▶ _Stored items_

-=-=-=-=-

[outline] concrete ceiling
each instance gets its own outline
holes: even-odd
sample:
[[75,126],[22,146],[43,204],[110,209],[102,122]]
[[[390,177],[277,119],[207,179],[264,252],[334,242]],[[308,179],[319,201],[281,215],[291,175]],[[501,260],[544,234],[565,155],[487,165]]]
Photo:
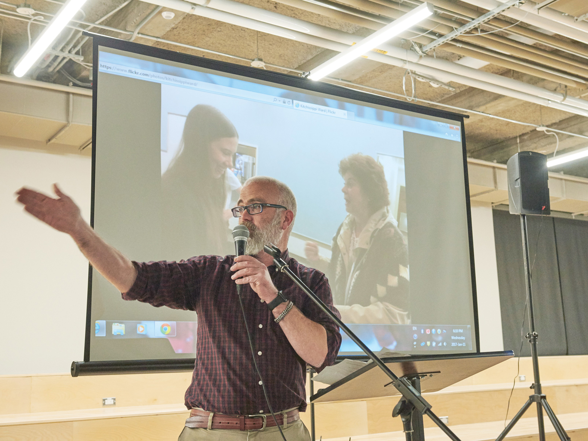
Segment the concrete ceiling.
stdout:
[[[280,0],[279,2],[272,0],[237,1],[260,9],[294,17],[360,38],[380,27],[383,20],[384,22],[390,21],[396,13],[401,15],[403,13],[400,12],[403,8],[409,9],[419,2],[413,0],[400,4],[391,0],[340,0],[336,3],[331,2],[332,5],[340,6],[343,11],[350,11],[349,13],[335,11],[332,8],[329,9],[317,6],[302,0]],[[324,4],[326,0],[320,1]],[[433,29],[433,34],[441,32],[440,29],[450,29],[452,23],[453,27],[459,27],[467,22],[467,17],[475,18],[486,12],[486,9],[469,4],[474,2],[465,3],[457,0],[434,0],[433,2],[436,6],[444,11],[449,8],[453,12],[438,12],[435,16],[437,21],[428,27],[423,25],[422,32],[426,32],[432,26],[435,28]],[[78,15],[76,18],[88,23],[94,23],[122,3],[121,0],[88,0],[83,8],[85,16],[82,18]],[[55,0],[30,0],[30,5],[35,11],[48,13],[55,13],[60,8],[60,5]],[[15,64],[28,45],[27,25],[29,19],[15,14],[16,6],[15,0],[3,0],[0,2],[0,28],[3,29],[0,31],[2,34],[0,55],[0,74],[11,74]],[[588,12],[588,3],[585,0],[557,0],[549,5],[549,7],[553,11],[569,14],[571,16],[579,17]],[[101,23],[102,25],[120,31],[95,27],[92,31],[118,38],[129,38],[129,32],[134,31],[155,8],[150,3],[132,0]],[[262,58],[266,63],[282,68],[266,66],[266,68],[291,74],[296,73],[289,69],[308,71],[336,54],[328,49],[198,15],[165,8],[161,12],[165,11],[173,11],[175,16],[172,19],[166,20],[162,16],[161,12],[158,12],[141,28],[141,35],[160,37],[169,42],[202,48],[248,60]],[[464,13],[469,15],[466,17]],[[374,21],[374,19],[376,21],[380,20],[380,23]],[[474,45],[475,50],[464,52],[465,49],[463,47],[452,44],[446,44],[436,49],[434,56],[457,62],[464,65],[477,66],[480,71],[514,79],[548,91],[558,91],[569,96],[582,97],[585,95],[585,98],[588,98],[588,56],[582,55],[582,54],[584,55],[588,54],[588,45],[556,33],[538,29],[524,21],[516,23],[514,19],[505,15],[499,15],[489,24],[480,27],[481,33],[496,31],[497,27],[505,28],[505,24],[512,27],[486,36],[460,36],[459,42],[463,41],[464,45],[466,44]],[[584,24],[588,26],[588,22],[584,22]],[[79,23],[72,22],[71,24],[79,28],[89,27],[88,25]],[[35,21],[31,24],[30,27],[31,37],[34,40],[44,26]],[[123,33],[124,31],[127,31],[127,33]],[[440,36],[445,32],[443,31],[438,36]],[[433,34],[413,39],[422,45],[437,38],[437,35]],[[523,34],[533,38],[524,36]],[[79,35],[78,31],[66,29],[54,45],[54,49],[72,50],[82,41]],[[410,35],[413,36],[414,33]],[[588,37],[588,34],[586,36]],[[390,42],[397,46],[410,49],[411,42],[406,39],[406,36],[403,35],[402,36],[405,39],[397,38]],[[249,61],[212,54],[185,46],[155,41],[151,38],[138,36],[135,41],[229,62],[243,65],[250,64]],[[505,44],[506,46],[504,45]],[[556,46],[562,47],[557,48]],[[579,55],[570,53],[570,51],[566,48],[577,50]],[[83,56],[82,62],[83,64],[69,59],[61,65],[56,62],[56,57],[47,55],[34,69],[32,69],[29,75],[32,79],[42,81],[63,85],[73,83],[74,85],[83,87],[84,84],[91,82],[88,67],[92,62],[91,51],[91,42],[88,41],[76,52]],[[517,52],[517,51],[519,52]],[[506,52],[509,52],[510,55],[505,55]],[[462,52],[468,55],[465,56]],[[489,56],[487,54],[490,52],[493,54],[492,55],[493,58],[487,58]],[[529,54],[528,59],[524,58],[525,54]],[[507,58],[508,59],[506,59]],[[489,63],[488,59],[495,62]],[[549,60],[552,60],[553,62]],[[506,68],[505,65],[511,67]],[[564,70],[566,66],[569,68],[569,71]],[[583,74],[584,71],[586,74]],[[355,85],[353,86],[357,88],[361,89],[363,86],[365,90],[370,92],[373,92],[375,88],[403,95],[402,78],[405,72],[405,68],[360,59],[340,69],[335,76],[352,82]],[[574,77],[576,79],[570,80],[568,77]],[[558,78],[561,78],[562,82],[558,82],[560,81]],[[444,79],[439,78],[438,79],[443,81]],[[75,84],[76,82],[79,84]],[[416,96],[420,99],[588,135],[588,118],[586,116],[470,87],[456,81],[450,80],[446,82],[449,82],[455,90],[434,87],[429,82],[417,81]],[[568,83],[567,85],[564,83],[566,82]],[[409,90],[407,92],[410,94],[412,91]],[[384,94],[382,92],[378,93]],[[399,98],[397,95],[393,96]],[[436,106],[432,104],[426,105]],[[436,106],[440,109],[447,109],[442,106]],[[466,121],[466,138],[469,155],[473,158],[505,163],[512,154],[519,149],[532,150],[547,154],[553,153],[555,149],[555,137],[539,132],[534,126],[497,119],[473,112],[470,112],[469,115],[470,118]],[[9,133],[11,130],[11,123],[7,122],[6,118],[1,119],[3,123],[0,125],[0,132],[2,133],[0,135],[11,136]],[[51,125],[49,123],[48,124]],[[45,129],[39,128],[39,139],[43,139],[46,136],[45,132],[49,132],[54,128],[52,126]],[[81,130],[83,135],[79,135],[78,138],[85,136],[87,131],[87,129]],[[74,131],[72,136],[74,136],[73,133]],[[561,133],[559,137],[559,152],[572,151],[588,145],[588,139],[585,138]],[[76,139],[75,142],[78,141]],[[72,142],[74,143],[74,141]],[[588,161],[573,163],[556,171],[588,177]]]

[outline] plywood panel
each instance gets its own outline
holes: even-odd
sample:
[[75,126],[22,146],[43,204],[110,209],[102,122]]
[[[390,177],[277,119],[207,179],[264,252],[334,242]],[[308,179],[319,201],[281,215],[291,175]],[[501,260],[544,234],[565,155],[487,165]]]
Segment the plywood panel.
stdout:
[[[92,438],[88,438],[88,441]],[[0,441],[74,441],[74,423],[49,423],[0,427]]]
[[116,397],[117,406],[182,403],[191,378],[191,372],[35,376],[31,412],[99,407],[106,397]]
[[353,436],[368,433],[367,403],[365,401],[316,405],[316,439]]
[[31,412],[31,377],[0,376],[0,415]]
[[[588,440],[588,413],[566,414],[560,416],[560,421],[574,441]],[[509,441],[536,441],[538,438],[537,418],[523,418],[513,428],[506,439]],[[452,425],[449,427],[462,441],[493,441],[504,429],[504,421],[492,421],[487,423]],[[545,420],[546,439],[547,441],[559,441],[549,419]],[[425,429],[427,441],[447,441],[447,435],[440,429],[435,427]],[[348,441],[349,436],[323,438],[323,441]],[[402,432],[352,436],[352,441],[405,441]]]
[[74,423],[74,441],[176,441],[186,415],[79,421]]

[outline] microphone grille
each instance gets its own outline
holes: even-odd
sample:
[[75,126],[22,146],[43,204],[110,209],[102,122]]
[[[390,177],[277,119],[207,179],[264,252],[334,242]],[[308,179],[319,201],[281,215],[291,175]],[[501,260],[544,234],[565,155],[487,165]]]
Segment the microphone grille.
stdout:
[[249,230],[245,225],[237,225],[233,229],[233,239],[236,238],[249,238]]

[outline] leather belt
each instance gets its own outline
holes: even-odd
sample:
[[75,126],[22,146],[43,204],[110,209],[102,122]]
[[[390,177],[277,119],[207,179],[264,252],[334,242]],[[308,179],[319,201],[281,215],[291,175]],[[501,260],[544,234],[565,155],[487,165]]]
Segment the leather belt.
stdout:
[[[298,409],[289,412],[276,413],[278,423],[285,429],[288,424],[300,419]],[[262,430],[266,427],[275,427],[276,422],[271,415],[258,413],[253,415],[225,415],[214,413],[199,409],[190,412],[190,417],[186,420],[189,427],[201,429],[235,429],[239,430]]]

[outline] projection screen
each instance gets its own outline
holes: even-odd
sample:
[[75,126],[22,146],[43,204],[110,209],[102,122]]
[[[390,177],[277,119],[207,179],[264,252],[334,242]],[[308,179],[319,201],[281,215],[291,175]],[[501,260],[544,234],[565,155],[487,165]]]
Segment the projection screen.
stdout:
[[[479,352],[462,115],[106,38],[94,61],[107,242],[137,262],[234,254],[230,209],[272,176],[298,201],[289,256],[326,274],[370,349]],[[89,279],[85,361],[195,356],[195,312]],[[343,335],[339,355],[358,351]]]

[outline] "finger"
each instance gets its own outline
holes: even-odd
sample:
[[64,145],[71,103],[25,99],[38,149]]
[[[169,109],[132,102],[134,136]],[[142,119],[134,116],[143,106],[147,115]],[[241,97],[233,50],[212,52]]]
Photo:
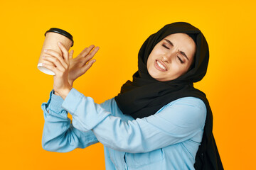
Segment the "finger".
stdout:
[[82,67],[82,72],[86,72],[92,65],[94,62],[96,62],[96,60],[90,60],[87,64],[86,64],[84,67]]
[[85,57],[87,61],[91,60],[93,57],[93,56],[96,54],[96,52],[99,50],[99,49],[100,49],[99,47],[96,47],[95,49],[93,49],[93,50],[87,56]]
[[54,66],[55,67],[56,67],[56,66],[53,62],[48,62],[48,61],[45,60],[43,60],[42,63],[45,63],[45,64],[47,64],[48,65],[52,65],[52,66]]
[[46,67],[46,68],[50,69],[50,71],[53,72],[55,75],[57,75],[57,74],[59,74],[59,71],[57,69],[56,67],[55,67],[53,65],[48,65],[46,63],[43,63],[42,67]]
[[87,55],[89,54],[89,52],[94,48],[95,45],[91,45],[89,46],[89,47],[85,48],[80,54],[81,57],[85,57]]
[[72,50],[70,51],[70,54],[69,54],[68,58],[69,58],[69,59],[72,59],[73,54],[74,54],[74,50]]
[[68,50],[66,49],[66,47],[60,42],[58,42],[58,45],[59,46],[60,50],[63,53],[64,60],[66,62],[67,64],[69,63]]
[[60,55],[60,53],[53,50],[50,50],[50,49],[48,49],[47,50],[46,52],[45,52],[45,53],[46,55],[48,55],[48,56],[46,56],[46,57],[56,57],[61,63],[61,64],[65,67],[65,68],[68,68],[68,65],[67,64],[67,63],[64,61],[64,59],[63,58],[62,55]]
[[51,56],[44,56],[44,57],[43,57],[43,63],[44,63],[45,60],[52,62],[53,64],[54,64],[54,65],[56,66],[56,68],[58,69],[62,72],[64,72],[65,70],[64,67],[60,64],[60,61],[56,57]]

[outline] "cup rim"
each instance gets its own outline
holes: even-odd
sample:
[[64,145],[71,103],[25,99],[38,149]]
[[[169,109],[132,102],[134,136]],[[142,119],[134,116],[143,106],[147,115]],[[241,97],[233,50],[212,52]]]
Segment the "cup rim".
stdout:
[[69,33],[68,33],[67,31],[60,29],[60,28],[50,28],[48,30],[47,30],[45,33],[45,36],[46,36],[46,33],[49,33],[49,32],[53,32],[53,33],[59,33],[61,34],[65,37],[67,37],[68,39],[70,39],[72,41],[72,45],[71,47],[73,46],[74,45],[74,40],[73,40],[73,38],[71,35],[71,34],[70,34]]

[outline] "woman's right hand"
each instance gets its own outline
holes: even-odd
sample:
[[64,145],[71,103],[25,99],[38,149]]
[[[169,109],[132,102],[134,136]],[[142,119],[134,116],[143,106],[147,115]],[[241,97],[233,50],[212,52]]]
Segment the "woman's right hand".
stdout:
[[[68,70],[68,82],[73,85],[74,81],[79,76],[84,74],[96,61],[91,60],[100,47],[96,47],[93,49],[95,45],[92,45],[89,47],[85,47],[75,58],[73,58],[74,50],[71,50],[69,54],[69,70]],[[93,50],[90,53],[90,52]]]

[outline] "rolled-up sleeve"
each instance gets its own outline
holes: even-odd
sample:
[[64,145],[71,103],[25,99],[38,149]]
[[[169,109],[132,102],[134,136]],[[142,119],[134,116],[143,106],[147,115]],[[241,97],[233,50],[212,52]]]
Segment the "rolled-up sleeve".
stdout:
[[98,142],[91,130],[85,132],[73,126],[68,112],[61,107],[64,100],[53,92],[53,89],[48,101],[41,105],[45,119],[43,148],[51,152],[68,152]]
[[62,104],[75,128],[92,130],[98,141],[115,150],[148,152],[185,141],[203,130],[206,107],[199,98],[176,100],[157,114],[123,121],[74,88]]

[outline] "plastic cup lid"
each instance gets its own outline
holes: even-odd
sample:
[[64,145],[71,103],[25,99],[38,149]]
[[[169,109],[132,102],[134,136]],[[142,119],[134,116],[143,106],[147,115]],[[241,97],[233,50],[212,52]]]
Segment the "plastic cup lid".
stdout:
[[50,30],[47,30],[45,33],[45,36],[46,35],[46,33],[48,32],[53,32],[53,33],[59,33],[61,34],[67,38],[68,38],[71,41],[72,41],[72,45],[71,47],[73,46],[74,45],[74,40],[73,39],[73,36],[71,35],[71,34],[70,34],[69,33],[68,33],[65,30],[63,30],[62,29],[60,28],[50,28]]

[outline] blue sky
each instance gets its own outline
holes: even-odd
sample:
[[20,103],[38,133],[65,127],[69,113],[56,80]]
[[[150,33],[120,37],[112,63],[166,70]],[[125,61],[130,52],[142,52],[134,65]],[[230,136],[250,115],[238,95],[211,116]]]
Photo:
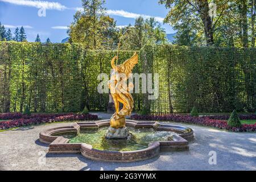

-=-=-=-=-

▶ _Task instructions_
Render the lines from the start of the records through the line containing "Segment the concrete ceiling.", inclusive, as a Markdown table with the columns Row and Line, numbering each row and skipping blank lines. Leave the pictures out.

▶ _Final result_
| Row | Line |
|---|---|
| 1 | [outline] concrete ceiling |
| 2 | each instance gets its own outline |
| 3 | holes: even-odd |
| 4 | sample: |
| 5 | [[75,126],[22,146],[43,204],[110,209],[102,122]] |
| 6 | [[[390,177],[277,119],[207,179],[264,252],[334,242]],[[308,179],[319,201],[281,215],[291,175]],[[501,260],[544,234],[565,155],[487,165]]] |
| 7 | Photo: |
| 8 | Segment the concrete ceiling. |